- Opening Delimiter -

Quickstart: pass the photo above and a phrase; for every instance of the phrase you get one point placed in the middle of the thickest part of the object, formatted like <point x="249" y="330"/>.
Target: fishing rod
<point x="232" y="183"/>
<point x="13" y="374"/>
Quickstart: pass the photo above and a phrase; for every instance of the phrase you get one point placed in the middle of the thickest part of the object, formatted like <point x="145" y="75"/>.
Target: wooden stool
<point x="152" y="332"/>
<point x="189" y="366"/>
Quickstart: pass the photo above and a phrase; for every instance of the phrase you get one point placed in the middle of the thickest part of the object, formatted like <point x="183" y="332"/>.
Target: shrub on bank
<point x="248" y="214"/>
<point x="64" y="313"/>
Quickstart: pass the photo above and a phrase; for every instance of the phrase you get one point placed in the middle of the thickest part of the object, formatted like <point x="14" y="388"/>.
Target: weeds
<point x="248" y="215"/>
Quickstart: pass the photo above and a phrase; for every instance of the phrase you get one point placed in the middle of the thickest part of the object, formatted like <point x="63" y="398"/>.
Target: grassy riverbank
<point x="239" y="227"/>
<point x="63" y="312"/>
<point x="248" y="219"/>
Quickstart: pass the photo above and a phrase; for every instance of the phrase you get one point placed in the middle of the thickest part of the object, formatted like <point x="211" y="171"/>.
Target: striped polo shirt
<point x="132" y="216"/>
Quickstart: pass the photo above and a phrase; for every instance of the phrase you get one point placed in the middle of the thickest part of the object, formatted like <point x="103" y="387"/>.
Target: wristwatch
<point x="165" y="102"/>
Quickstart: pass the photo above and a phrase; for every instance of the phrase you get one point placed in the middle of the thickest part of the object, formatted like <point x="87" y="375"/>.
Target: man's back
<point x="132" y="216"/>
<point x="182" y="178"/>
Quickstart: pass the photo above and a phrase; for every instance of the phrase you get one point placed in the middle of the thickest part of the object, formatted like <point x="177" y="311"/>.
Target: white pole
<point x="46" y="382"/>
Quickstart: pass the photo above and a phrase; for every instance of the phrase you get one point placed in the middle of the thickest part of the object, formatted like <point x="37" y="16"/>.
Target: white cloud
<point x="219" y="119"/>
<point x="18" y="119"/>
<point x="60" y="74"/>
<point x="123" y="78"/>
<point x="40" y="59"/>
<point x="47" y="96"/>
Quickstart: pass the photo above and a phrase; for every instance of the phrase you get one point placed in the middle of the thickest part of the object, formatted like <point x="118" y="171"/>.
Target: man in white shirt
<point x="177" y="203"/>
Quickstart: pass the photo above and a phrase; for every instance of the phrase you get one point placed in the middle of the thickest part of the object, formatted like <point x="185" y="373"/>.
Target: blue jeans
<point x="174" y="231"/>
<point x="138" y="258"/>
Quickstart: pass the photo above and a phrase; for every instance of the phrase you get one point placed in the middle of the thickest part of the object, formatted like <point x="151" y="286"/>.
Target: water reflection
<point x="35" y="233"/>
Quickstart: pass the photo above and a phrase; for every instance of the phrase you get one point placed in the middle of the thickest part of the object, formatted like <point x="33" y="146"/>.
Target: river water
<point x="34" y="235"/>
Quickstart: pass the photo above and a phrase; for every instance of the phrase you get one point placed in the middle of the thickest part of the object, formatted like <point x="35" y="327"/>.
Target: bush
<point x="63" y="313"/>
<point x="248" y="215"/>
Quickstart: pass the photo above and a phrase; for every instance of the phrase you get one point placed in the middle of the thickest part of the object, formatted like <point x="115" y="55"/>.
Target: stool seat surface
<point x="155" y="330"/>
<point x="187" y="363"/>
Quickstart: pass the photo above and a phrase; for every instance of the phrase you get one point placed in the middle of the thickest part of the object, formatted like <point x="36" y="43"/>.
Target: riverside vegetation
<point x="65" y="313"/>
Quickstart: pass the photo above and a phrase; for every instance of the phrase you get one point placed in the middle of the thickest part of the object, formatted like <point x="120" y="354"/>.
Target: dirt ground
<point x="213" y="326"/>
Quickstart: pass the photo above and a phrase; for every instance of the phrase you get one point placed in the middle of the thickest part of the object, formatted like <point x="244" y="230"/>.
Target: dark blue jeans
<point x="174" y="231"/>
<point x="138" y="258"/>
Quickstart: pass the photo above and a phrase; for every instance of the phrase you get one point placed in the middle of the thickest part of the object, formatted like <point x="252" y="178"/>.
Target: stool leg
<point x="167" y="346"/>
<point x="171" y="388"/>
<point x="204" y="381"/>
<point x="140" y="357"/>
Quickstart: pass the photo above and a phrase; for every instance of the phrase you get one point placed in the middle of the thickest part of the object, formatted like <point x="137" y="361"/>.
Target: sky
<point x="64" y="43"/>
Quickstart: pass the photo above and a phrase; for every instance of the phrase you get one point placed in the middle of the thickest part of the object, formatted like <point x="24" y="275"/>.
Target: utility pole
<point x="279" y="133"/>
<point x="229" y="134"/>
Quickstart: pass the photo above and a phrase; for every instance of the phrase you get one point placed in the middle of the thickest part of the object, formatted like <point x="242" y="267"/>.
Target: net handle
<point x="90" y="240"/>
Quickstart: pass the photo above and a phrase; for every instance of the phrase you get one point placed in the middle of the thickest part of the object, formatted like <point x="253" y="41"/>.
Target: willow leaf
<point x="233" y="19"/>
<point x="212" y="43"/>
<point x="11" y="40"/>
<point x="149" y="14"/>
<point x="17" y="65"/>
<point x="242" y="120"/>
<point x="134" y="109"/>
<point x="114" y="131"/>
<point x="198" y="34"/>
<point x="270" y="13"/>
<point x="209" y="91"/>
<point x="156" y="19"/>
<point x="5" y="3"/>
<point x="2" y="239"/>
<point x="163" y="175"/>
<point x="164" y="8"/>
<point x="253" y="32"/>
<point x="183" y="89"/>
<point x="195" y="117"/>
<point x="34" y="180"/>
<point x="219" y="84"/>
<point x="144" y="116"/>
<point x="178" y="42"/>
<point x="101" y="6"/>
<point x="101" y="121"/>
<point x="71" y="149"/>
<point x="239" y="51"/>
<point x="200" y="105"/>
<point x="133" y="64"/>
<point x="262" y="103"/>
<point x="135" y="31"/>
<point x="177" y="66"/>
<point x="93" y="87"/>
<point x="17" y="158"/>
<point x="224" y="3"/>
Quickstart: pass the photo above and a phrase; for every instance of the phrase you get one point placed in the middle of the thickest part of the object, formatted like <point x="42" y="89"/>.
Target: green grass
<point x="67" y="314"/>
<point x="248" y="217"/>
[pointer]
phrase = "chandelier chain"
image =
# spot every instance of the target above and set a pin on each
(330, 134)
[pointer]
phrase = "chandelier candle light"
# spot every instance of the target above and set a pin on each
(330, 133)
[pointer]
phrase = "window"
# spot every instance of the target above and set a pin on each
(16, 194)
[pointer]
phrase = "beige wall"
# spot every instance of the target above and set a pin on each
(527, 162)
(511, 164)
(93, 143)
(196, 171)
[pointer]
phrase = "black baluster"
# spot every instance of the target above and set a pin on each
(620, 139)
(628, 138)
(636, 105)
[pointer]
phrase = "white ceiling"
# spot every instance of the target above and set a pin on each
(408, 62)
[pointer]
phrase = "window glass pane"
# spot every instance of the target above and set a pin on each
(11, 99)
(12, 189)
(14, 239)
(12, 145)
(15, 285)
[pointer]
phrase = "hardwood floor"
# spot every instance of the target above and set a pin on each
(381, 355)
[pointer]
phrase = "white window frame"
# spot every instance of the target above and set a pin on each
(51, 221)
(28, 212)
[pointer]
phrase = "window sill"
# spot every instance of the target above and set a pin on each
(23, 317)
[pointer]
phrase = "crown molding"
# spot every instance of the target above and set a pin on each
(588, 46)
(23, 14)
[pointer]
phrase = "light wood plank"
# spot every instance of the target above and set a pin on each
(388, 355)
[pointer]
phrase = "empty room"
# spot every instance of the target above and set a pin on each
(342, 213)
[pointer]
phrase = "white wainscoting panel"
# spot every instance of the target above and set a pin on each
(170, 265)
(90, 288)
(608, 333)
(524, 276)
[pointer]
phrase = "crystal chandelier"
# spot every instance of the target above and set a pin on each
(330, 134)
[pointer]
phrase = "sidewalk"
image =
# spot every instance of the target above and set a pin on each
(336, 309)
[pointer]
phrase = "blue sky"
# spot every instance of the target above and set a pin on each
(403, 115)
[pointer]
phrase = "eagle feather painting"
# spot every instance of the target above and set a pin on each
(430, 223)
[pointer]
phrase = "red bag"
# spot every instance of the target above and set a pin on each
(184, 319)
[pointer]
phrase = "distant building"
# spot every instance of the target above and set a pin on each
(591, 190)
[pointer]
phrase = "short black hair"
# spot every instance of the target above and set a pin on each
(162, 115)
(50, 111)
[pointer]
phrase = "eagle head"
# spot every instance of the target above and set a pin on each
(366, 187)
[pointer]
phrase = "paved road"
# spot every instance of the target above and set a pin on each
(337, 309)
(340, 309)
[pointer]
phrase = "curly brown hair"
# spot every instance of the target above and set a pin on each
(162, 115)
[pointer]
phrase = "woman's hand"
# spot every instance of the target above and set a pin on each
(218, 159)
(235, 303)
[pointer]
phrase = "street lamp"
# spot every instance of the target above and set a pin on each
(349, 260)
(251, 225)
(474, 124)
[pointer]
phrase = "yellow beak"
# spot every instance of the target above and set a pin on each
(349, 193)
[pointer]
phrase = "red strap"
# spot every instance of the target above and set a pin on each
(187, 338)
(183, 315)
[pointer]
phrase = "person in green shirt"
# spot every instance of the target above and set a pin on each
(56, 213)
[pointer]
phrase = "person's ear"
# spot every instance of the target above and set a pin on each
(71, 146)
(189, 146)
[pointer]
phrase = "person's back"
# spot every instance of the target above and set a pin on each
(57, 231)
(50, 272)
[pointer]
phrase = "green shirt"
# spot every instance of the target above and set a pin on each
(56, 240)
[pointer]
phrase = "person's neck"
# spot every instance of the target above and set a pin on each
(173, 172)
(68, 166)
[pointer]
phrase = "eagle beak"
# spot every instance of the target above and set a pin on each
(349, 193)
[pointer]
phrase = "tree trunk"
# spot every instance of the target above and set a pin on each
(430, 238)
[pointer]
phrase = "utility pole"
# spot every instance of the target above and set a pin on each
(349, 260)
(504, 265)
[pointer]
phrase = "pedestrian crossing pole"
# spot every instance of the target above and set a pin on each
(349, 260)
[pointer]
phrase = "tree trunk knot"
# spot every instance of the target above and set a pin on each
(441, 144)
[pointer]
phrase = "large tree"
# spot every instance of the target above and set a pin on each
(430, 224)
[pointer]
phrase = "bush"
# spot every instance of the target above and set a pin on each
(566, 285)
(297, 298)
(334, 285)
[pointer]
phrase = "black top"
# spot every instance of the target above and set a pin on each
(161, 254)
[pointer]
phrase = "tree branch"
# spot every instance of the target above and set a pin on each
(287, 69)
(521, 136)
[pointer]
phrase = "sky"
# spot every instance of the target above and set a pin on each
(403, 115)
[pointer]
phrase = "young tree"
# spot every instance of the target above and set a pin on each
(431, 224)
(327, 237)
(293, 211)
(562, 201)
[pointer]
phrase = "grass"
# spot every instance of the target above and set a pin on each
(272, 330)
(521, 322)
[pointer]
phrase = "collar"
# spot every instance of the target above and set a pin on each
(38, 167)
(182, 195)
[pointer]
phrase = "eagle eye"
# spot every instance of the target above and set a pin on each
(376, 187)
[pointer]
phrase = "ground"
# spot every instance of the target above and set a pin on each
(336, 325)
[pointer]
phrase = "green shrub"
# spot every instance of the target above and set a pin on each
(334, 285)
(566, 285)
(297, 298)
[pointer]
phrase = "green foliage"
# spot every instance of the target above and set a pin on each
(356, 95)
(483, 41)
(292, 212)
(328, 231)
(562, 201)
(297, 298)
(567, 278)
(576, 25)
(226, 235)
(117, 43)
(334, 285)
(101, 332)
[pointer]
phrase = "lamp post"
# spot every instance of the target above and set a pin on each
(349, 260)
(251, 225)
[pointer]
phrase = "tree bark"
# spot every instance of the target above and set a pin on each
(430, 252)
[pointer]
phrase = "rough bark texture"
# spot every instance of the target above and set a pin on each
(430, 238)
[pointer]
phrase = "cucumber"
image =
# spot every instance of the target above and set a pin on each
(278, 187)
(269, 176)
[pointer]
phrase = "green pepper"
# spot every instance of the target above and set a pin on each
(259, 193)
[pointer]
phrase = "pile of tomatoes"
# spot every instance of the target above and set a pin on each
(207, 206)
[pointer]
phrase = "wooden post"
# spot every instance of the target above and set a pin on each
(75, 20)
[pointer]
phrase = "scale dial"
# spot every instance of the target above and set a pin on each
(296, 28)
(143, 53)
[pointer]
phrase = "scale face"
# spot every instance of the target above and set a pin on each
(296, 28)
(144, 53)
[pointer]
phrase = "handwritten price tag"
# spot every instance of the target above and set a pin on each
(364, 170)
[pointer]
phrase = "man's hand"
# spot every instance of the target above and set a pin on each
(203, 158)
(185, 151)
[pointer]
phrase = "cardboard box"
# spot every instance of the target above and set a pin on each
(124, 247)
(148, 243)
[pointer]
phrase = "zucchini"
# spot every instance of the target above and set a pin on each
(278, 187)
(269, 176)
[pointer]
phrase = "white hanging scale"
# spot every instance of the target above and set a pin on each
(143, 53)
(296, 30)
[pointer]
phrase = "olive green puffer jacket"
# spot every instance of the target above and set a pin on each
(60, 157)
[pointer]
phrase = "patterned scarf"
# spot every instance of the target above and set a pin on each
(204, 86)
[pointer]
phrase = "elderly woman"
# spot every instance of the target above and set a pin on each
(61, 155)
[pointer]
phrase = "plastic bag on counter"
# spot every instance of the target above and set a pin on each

- Closing Delimiter -

All lines containing "eagle" in the material above should appear in your reply, copied exactly.

phrase = "eagle feather painting"
phrase = "eagle head"
phrase = "eagle beak"
phrase = "eagle eye"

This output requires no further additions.